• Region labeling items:
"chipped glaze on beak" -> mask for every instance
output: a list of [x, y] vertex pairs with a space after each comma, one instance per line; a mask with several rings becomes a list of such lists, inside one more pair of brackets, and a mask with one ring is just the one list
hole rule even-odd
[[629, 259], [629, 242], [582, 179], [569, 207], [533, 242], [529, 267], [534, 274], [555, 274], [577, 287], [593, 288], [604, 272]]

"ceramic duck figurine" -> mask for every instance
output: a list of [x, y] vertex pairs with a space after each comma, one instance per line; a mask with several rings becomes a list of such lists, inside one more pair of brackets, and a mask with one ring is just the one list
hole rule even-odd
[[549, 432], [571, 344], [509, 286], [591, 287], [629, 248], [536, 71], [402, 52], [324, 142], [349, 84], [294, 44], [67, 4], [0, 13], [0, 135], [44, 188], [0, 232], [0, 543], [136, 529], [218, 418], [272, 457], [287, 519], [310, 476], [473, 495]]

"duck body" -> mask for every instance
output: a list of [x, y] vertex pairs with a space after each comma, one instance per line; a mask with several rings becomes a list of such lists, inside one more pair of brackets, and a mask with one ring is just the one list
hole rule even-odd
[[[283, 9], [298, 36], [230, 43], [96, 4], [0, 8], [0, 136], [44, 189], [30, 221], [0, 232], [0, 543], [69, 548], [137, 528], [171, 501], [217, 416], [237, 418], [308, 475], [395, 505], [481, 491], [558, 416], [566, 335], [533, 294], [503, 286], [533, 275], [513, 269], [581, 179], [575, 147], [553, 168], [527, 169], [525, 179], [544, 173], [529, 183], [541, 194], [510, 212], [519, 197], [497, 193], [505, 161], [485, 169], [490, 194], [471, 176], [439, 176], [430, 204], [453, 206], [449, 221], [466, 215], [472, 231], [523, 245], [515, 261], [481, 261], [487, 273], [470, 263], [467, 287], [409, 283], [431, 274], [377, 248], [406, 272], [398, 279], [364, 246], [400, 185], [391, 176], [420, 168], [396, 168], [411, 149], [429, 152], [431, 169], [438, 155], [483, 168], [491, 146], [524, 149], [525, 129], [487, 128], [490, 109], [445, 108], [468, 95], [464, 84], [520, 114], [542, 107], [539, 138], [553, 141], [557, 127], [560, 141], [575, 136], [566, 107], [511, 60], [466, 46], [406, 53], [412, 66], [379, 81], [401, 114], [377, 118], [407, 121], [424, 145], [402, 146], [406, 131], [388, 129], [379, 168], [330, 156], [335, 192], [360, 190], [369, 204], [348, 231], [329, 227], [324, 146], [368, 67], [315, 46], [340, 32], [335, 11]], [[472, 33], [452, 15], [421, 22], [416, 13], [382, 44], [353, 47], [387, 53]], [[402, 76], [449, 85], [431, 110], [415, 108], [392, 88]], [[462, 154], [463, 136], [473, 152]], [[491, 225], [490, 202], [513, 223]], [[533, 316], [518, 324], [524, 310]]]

• Task: Extract each entry in full, exactly as given.

• Output of the task:
"chipped glaze on beak" -> mask for every instance
output: a list of [x, y] vertex pairs with a space after each comma, one instance per line; a mask with several rings becomes a list of such lists, inside one more pair of brackets, and a mask with one ring is just the one list
hole rule even-odd
[[629, 259], [629, 242], [582, 179], [569, 207], [533, 242], [529, 267], [534, 274], [555, 274], [577, 287], [593, 288], [604, 272]]

"ceramic duck figurine" -> mask for every instance
output: a list of [x, y] vertex pairs with a space after each comma, one instance per line; a mask with several rings becomes a list of such lists, inside one more pair of brackets, and a mask with one ring is just the one list
hole rule even-odd
[[549, 432], [571, 344], [509, 286], [591, 287], [629, 248], [536, 71], [402, 52], [324, 142], [349, 84], [294, 44], [67, 4], [0, 13], [0, 135], [44, 188], [0, 232], [0, 543], [136, 529], [218, 418], [272, 457], [287, 519], [310, 476], [473, 495]]

"duck body" -> mask for every instance
output: a list of [x, y] vertex pairs with a space after each comma, one instance per line; a mask with several rings becomes a list of such lists, inside one more pair of brackets, and a mask with one ring is just the one list
hole rule even-odd
[[[283, 9], [298, 36], [230, 43], [96, 4], [0, 8], [0, 136], [44, 189], [30, 221], [0, 232], [0, 543], [69, 548], [137, 528], [171, 501], [217, 416], [237, 418], [308, 475], [395, 505], [481, 491], [558, 416], [566, 335], [533, 294], [503, 286], [533, 275], [513, 269], [581, 179], [575, 147], [553, 168], [527, 169], [525, 179], [544, 173], [529, 183], [541, 194], [510, 212], [519, 197], [497, 193], [505, 161], [485, 169], [490, 194], [471, 176], [439, 176], [430, 204], [453, 206], [449, 221], [466, 215], [472, 231], [523, 245], [515, 261], [481, 261], [487, 273], [470, 263], [467, 287], [409, 283], [431, 274], [377, 248], [406, 272], [398, 279], [364, 246], [400, 185], [391, 176], [420, 168], [396, 168], [411, 149], [429, 152], [431, 169], [438, 155], [483, 168], [491, 146], [524, 149], [525, 129], [487, 128], [490, 109], [445, 108], [468, 95], [464, 84], [520, 114], [542, 107], [539, 138], [553, 141], [557, 127], [560, 141], [575, 136], [566, 107], [511, 60], [466, 46], [406, 53], [412, 66], [379, 81], [401, 114], [377, 118], [407, 121], [424, 145], [402, 146], [406, 131], [388, 129], [379, 168], [330, 156], [335, 192], [360, 190], [369, 204], [348, 231], [329, 227], [324, 146], [368, 67], [315, 46], [340, 32], [335, 11]], [[472, 33], [452, 15], [421, 22], [416, 13], [382, 44], [353, 47], [387, 53]], [[402, 76], [449, 85], [431, 110], [415, 108], [392, 88]], [[462, 154], [463, 136], [473, 152]], [[491, 225], [490, 202], [513, 223]], [[533, 316], [518, 324], [524, 310]]]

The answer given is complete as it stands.